(Entries from a dataset)

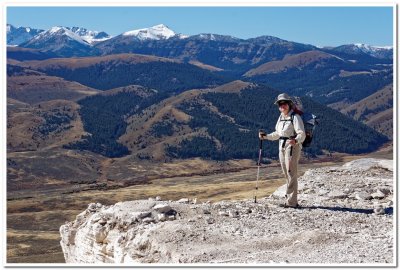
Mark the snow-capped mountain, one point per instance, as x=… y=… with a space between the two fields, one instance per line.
x=157 y=32
x=16 y=36
x=360 y=48
x=89 y=36
x=61 y=41
x=375 y=51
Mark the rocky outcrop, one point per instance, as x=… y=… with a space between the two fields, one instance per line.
x=346 y=217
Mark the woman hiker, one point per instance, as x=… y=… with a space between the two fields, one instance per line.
x=289 y=130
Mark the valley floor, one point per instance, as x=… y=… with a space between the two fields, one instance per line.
x=33 y=223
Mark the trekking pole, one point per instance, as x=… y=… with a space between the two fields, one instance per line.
x=258 y=165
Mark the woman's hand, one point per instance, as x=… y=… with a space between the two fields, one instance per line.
x=292 y=141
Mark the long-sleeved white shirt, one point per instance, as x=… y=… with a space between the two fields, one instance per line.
x=287 y=129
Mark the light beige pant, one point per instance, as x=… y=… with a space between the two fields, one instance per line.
x=289 y=167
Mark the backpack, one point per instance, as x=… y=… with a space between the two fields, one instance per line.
x=310 y=120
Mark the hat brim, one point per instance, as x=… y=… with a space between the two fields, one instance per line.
x=287 y=100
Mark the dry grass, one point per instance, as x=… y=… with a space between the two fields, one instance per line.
x=38 y=239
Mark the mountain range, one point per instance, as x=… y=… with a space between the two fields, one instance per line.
x=186 y=92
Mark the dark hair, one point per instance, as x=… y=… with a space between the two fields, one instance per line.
x=286 y=102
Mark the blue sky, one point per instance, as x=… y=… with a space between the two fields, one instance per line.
x=321 y=26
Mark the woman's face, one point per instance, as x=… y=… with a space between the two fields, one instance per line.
x=284 y=107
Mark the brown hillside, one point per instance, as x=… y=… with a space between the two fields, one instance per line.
x=31 y=127
x=39 y=88
x=383 y=122
x=204 y=66
x=375 y=110
x=289 y=61
x=137 y=89
x=80 y=62
x=139 y=137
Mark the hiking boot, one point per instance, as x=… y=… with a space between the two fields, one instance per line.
x=285 y=205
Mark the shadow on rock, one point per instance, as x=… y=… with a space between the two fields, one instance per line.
x=388 y=211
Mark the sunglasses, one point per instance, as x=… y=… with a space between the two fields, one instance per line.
x=282 y=103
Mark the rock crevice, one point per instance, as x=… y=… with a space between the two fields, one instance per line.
x=345 y=217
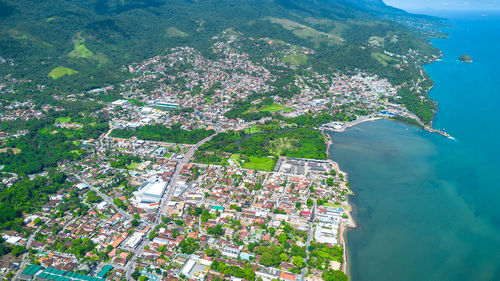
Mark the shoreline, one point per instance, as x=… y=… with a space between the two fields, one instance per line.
x=348 y=222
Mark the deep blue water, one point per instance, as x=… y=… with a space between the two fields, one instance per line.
x=427 y=207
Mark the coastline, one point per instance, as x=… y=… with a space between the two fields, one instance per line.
x=348 y=222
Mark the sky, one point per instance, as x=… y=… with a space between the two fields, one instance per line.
x=483 y=5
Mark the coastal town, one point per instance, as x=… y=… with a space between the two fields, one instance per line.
x=161 y=194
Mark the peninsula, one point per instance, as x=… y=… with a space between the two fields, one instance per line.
x=184 y=139
x=465 y=58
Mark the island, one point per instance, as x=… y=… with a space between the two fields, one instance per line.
x=465 y=58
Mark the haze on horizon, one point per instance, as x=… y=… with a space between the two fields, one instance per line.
x=484 y=5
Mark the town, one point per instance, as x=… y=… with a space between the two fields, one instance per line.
x=151 y=198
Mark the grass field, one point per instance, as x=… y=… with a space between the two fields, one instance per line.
x=254 y=129
x=133 y=165
x=295 y=59
x=61 y=71
x=270 y=108
x=383 y=59
x=81 y=51
x=259 y=163
x=279 y=146
x=63 y=119
x=236 y=158
x=174 y=32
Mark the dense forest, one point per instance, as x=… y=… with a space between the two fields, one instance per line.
x=161 y=133
x=299 y=143
x=75 y=45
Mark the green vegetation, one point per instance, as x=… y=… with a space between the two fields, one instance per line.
x=174 y=32
x=45 y=145
x=27 y=196
x=61 y=71
x=270 y=256
x=465 y=58
x=255 y=149
x=259 y=163
x=321 y=255
x=383 y=59
x=189 y=245
x=421 y=105
x=80 y=50
x=334 y=275
x=246 y=273
x=274 y=107
x=295 y=59
x=310 y=120
x=162 y=133
x=92 y=197
x=65 y=119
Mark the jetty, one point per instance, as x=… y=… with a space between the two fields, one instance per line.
x=443 y=133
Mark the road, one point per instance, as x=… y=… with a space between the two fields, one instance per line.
x=24 y=258
x=162 y=208
x=105 y=198
x=309 y=238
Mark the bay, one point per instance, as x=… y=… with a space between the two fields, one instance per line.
x=427 y=207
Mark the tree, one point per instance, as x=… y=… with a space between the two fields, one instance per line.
x=189 y=245
x=334 y=275
x=216 y=230
x=92 y=197
x=329 y=181
x=283 y=257
x=298 y=261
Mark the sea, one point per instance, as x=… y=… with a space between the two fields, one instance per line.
x=428 y=207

Aim>
Could you rewrite the material between the line holding "Mark the woman's hand, one" and the line holding "x=287 y=129", inclusive, keeping each request unchanged but multiplying every coordinate in the answers by 2, rounded to whole numbers with halves going up?

Expected answer>
Mark the woman's hand, one point per instance, as x=… y=… with a space between the two fields, one instance per line.
x=584 y=282
Mark the long-sleeved white shirt, one point per instance, as x=… y=… with a space between the two fields, one instance per line.
x=574 y=258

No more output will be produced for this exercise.